# EXERCISE TASK 1:
Summarize the post on N. Katherine Hayles and drones in two sentences.

N. Katherine Hayles on UAVs/drones as ‘cognitive assemblages’

In a recent article in Critical Inquiry, N. Katherine Hayles formulates an understanding of particular kinds of technological support as ‘cognitive assemblages’ (sort of following Deleuze & Guattari*). She takes as her particular case study the advent of swarming, quasi-autonomous UAVs/drones and their use in warfare. The final paragraph of the piece is interesting but, for me, raises as many questions as it seeks to answer:

Language, human sociality, somatic responses, and technological adaptations, along with emotion, are crucial to the formation of modern humans. Whether warfare should be added to the list may be controversial, but the twentieth and twenty-first centuries suggest that it will persist, albeit in modified forms. As the informational networks and feedback loops connecting us and our devices proliferate and deepen, we can no longer afford the illusion that consciousness alone steers our ships. How should we reimagine contemporary cognitive ecologies so that they become life enhancing rather than aimed toward dysfunctionality and death for humans and nonhumans alike? Recognizing the role played by non conscious cognitions in human/technical hybrids and conceptualizing them as cognitive assemblages is of course not a complete answer, but it is a necessary component. We need to recognize that when we design, implement, and extend technical cognitive systems, we are partially designing ourselves. We must take care accordingly. More accurate and encompassing views of how our cognitions enmesh with technical systems and those of other life forms will enable better designs, humbler perceptions of human roles in planetary cognitive ecologies, and more life-affirming practices as we move toward a future in which technical agency and autonomy become increasingly intrinsic to human complex systems.

# EXERCISE TASK 2:
Please rewrite the rows beginning at the line that has "Where can you spot the water" and stopping after the line that has "Where can you spot the bush?", changing "dot" to "mark" and leaving everything else as it is.

# MATERIAL SUPPLIED:
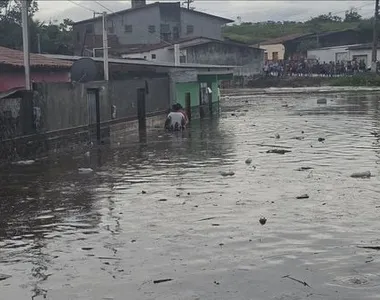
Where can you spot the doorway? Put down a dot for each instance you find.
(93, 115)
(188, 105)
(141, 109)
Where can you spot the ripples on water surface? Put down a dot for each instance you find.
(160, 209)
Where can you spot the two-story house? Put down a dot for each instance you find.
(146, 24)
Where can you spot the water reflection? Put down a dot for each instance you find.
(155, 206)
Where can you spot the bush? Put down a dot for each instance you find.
* * *
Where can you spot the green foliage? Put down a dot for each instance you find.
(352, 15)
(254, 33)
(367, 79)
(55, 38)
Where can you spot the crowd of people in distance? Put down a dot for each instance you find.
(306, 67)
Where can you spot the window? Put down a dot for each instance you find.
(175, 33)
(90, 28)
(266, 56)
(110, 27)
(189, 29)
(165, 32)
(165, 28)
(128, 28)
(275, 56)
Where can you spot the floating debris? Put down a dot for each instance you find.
...
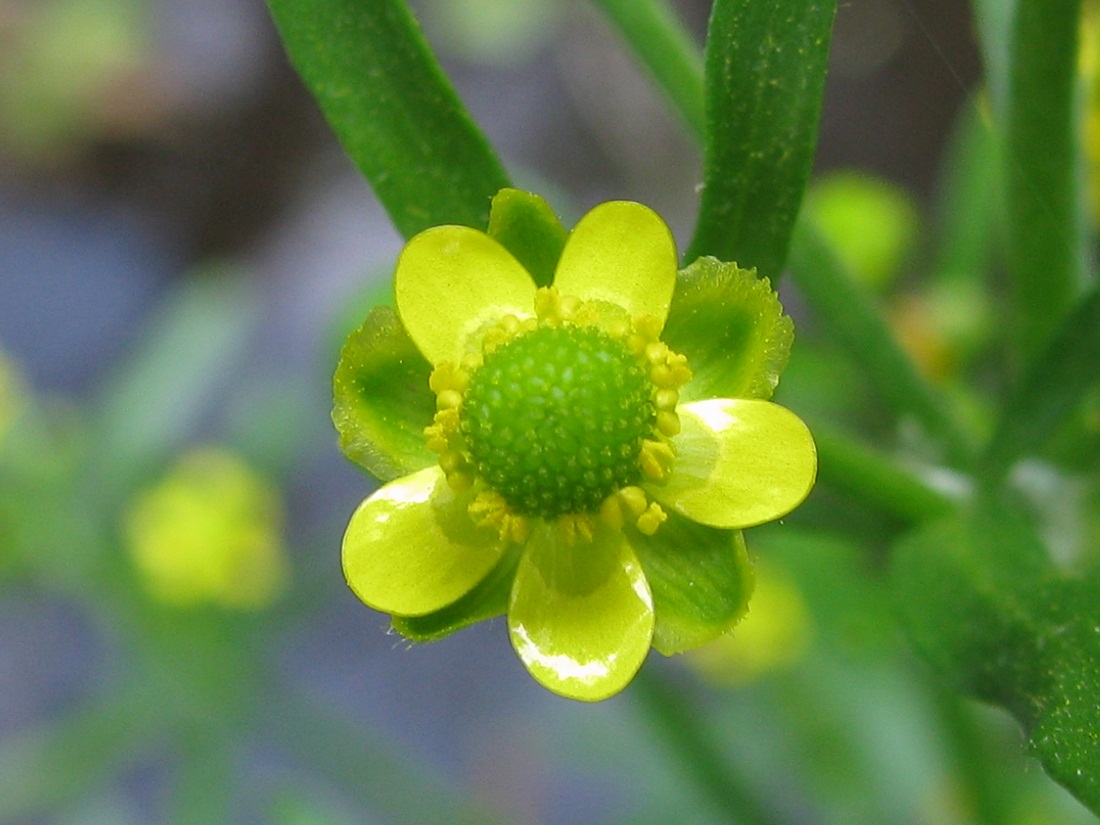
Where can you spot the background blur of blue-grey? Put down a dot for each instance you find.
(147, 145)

# EXPECTED ANSWER 1:
In an article in Critical Inquiry, N. Katherine Hayles describes particular kinds of technological support as "cognitive assemblages," taking swarming, quasi-autonomous drones and their use in warfare as her case study. Her final paragraph argues that because our cognitions are enmeshed with technical systems, designing those systems partly designs ourselves, and that better understanding of this can bring better designs and more life-affirming practices.

# EXPECTED ANSWER 2:
Where can you spot the water reflection? Put down a mark for each instance you find.
(155, 206)
Where can you spot the bush? Put down a mark for each instance you find.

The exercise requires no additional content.